(Entries from a set of point annotations)
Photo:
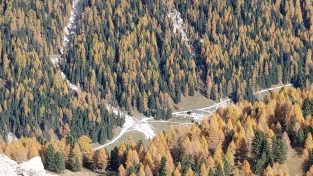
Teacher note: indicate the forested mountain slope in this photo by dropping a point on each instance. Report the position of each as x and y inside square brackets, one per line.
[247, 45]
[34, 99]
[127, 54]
---
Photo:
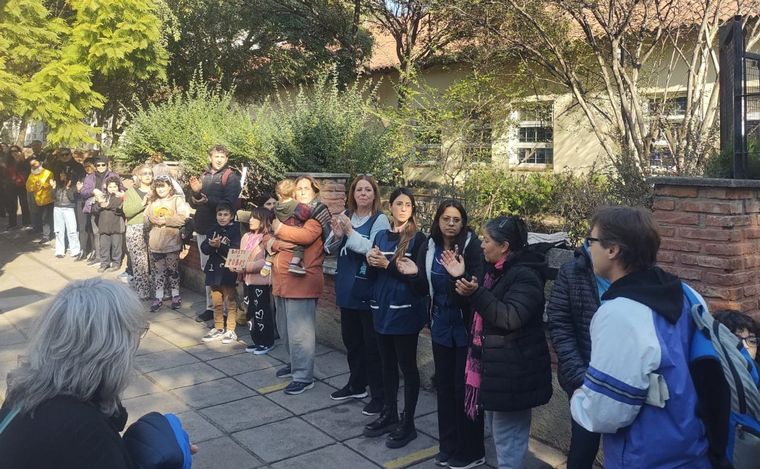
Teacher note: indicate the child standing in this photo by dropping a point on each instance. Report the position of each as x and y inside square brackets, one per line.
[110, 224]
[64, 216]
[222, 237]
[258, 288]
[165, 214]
...
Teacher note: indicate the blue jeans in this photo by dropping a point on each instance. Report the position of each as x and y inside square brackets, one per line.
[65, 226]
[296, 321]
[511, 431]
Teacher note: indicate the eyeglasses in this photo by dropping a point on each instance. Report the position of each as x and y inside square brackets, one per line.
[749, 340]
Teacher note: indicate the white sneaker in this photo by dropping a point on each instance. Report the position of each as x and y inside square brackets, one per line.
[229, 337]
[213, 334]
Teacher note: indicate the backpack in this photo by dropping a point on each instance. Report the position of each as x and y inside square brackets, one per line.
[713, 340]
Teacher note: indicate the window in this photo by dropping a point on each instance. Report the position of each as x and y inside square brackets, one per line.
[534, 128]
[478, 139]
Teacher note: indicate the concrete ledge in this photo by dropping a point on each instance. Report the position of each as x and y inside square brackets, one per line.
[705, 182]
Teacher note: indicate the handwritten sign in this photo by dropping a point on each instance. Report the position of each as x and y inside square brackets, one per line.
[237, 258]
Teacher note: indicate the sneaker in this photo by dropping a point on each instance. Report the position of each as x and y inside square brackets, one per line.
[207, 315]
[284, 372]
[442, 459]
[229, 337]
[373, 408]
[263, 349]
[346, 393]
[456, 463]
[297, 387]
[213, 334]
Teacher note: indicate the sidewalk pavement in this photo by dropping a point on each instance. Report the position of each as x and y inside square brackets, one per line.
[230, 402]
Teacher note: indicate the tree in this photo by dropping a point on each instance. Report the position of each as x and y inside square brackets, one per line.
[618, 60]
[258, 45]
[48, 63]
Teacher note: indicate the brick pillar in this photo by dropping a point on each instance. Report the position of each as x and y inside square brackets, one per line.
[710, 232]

■ **Written instruction**
How many lines of the listing above contain the string "sneaker"? Reply with the count alone.

■ **Task response**
2